▶ EXERCISE AIM: Which lines in the entries below contain the word "reflection"? Report each of them in full.

▶ DATASET ENTRIES:

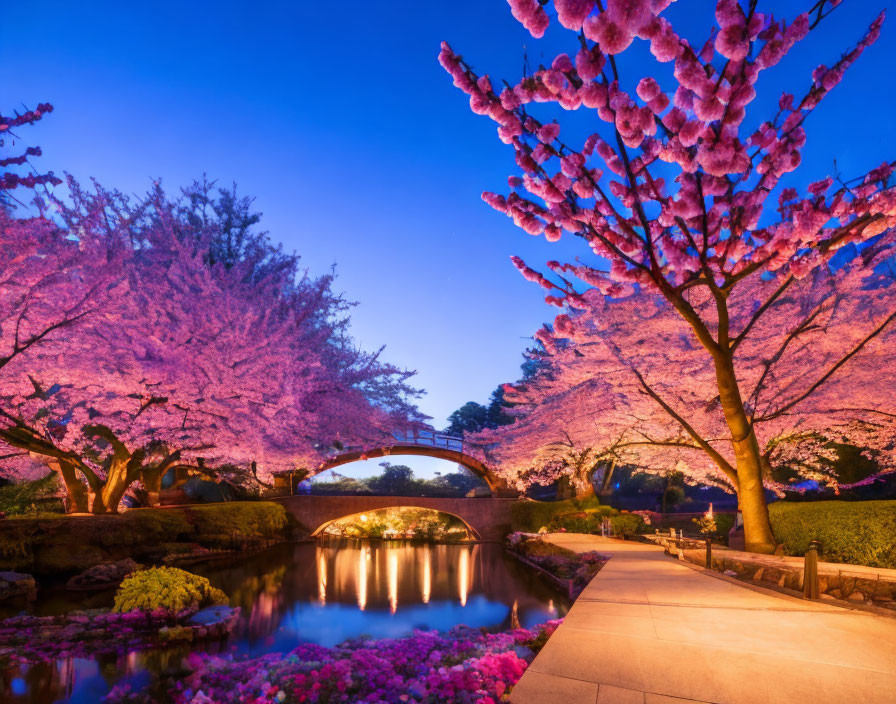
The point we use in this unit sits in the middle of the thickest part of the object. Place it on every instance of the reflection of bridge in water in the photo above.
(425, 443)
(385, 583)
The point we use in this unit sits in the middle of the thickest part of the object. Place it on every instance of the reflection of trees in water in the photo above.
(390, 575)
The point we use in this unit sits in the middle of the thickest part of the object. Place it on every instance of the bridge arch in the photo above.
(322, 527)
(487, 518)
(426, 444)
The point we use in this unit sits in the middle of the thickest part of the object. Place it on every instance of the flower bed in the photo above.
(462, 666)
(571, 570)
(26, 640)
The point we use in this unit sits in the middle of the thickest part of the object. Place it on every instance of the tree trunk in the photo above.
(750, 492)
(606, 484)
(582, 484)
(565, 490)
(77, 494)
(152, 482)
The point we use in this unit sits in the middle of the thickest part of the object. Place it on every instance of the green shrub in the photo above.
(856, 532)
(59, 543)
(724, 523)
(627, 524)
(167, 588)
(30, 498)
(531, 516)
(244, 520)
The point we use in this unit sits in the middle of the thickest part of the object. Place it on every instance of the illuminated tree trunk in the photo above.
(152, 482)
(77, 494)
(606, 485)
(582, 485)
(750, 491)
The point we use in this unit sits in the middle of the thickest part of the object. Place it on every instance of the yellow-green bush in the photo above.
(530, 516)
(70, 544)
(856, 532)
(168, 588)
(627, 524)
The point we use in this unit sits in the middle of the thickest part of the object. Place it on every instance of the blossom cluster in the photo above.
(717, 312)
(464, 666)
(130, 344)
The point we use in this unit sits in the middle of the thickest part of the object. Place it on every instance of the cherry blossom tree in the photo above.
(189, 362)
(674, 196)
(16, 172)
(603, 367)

==

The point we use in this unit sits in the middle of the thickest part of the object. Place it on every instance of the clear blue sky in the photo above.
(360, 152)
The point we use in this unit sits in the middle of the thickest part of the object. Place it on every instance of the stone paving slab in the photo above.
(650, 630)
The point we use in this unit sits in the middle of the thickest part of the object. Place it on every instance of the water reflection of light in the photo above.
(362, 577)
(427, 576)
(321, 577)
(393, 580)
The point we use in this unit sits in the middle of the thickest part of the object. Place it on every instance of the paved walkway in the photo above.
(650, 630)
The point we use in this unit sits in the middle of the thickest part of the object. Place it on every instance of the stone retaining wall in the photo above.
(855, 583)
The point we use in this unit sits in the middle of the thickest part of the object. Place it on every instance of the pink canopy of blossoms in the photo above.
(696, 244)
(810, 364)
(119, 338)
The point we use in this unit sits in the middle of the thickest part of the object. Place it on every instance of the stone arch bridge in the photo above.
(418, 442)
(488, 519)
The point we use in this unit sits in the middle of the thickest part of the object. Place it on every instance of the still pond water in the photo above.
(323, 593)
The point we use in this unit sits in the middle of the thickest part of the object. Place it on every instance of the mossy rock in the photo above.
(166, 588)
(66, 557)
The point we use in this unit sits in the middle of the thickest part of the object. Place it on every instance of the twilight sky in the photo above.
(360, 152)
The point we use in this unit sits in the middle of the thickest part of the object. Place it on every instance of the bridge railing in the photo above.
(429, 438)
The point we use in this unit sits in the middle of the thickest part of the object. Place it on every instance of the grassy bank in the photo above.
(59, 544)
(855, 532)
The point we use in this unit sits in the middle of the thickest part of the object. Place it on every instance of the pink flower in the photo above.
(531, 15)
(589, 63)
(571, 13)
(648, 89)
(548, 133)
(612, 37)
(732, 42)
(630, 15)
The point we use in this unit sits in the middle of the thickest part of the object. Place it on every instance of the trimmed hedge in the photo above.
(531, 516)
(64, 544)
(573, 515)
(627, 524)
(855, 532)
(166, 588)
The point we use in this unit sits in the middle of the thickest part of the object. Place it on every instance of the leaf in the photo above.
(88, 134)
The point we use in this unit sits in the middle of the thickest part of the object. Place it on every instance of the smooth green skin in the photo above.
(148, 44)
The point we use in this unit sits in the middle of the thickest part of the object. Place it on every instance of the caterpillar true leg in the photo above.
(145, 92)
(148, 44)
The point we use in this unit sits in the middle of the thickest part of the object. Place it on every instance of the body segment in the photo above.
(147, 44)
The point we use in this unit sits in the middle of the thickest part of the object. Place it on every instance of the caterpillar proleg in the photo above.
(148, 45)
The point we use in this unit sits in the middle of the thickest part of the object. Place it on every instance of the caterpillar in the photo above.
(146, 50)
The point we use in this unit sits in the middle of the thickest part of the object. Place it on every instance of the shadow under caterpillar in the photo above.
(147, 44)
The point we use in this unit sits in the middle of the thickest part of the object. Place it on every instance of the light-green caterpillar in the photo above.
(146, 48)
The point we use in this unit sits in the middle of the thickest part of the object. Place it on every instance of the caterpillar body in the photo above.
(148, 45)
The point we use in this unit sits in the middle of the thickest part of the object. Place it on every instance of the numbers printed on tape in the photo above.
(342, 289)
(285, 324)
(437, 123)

▶ THE REPLY:
The point we use in this unit sits in the middle of the thickest part of the object. Place it on every instance of the reflection of bridge in water in the photo above.
The point we use in this unit sits in the middle of the thickest part of the object. Place it on every instance of the reflection of trees in water in the photo above.
The point we use in this unit sits in the middle of the thickest part of the object. Place it on every instance of the water reflection of light in the photo above.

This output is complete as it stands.